[Begin]

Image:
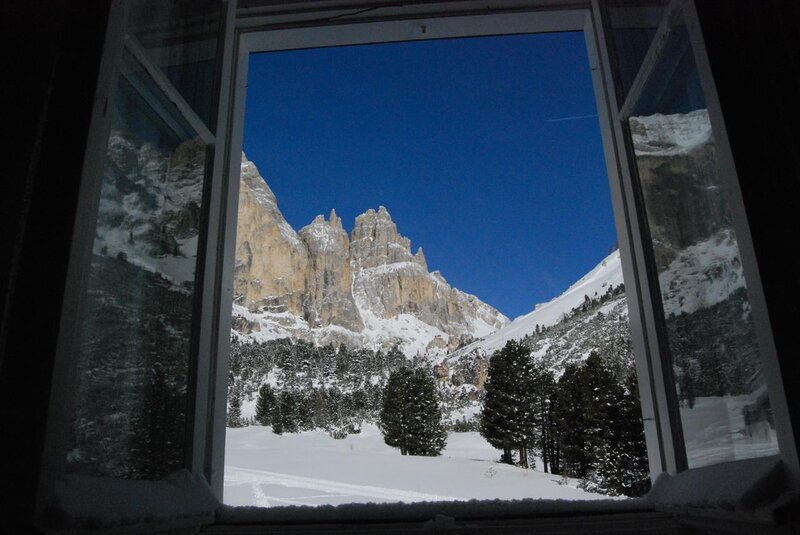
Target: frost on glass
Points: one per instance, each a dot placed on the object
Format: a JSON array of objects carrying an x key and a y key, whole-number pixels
[
  {"x": 136, "y": 318},
  {"x": 724, "y": 406}
]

[End]

*EXERCISE AIM:* Copy the data above word for word, leaving out the picture.

*COMPLETED TASK:*
Image:
Target: frost on glass
Points: one per instance, each a dot placed on the object
Format: a JSON array of objects carrying an x key and a y key, whole-number pixels
[
  {"x": 136, "y": 318},
  {"x": 724, "y": 406}
]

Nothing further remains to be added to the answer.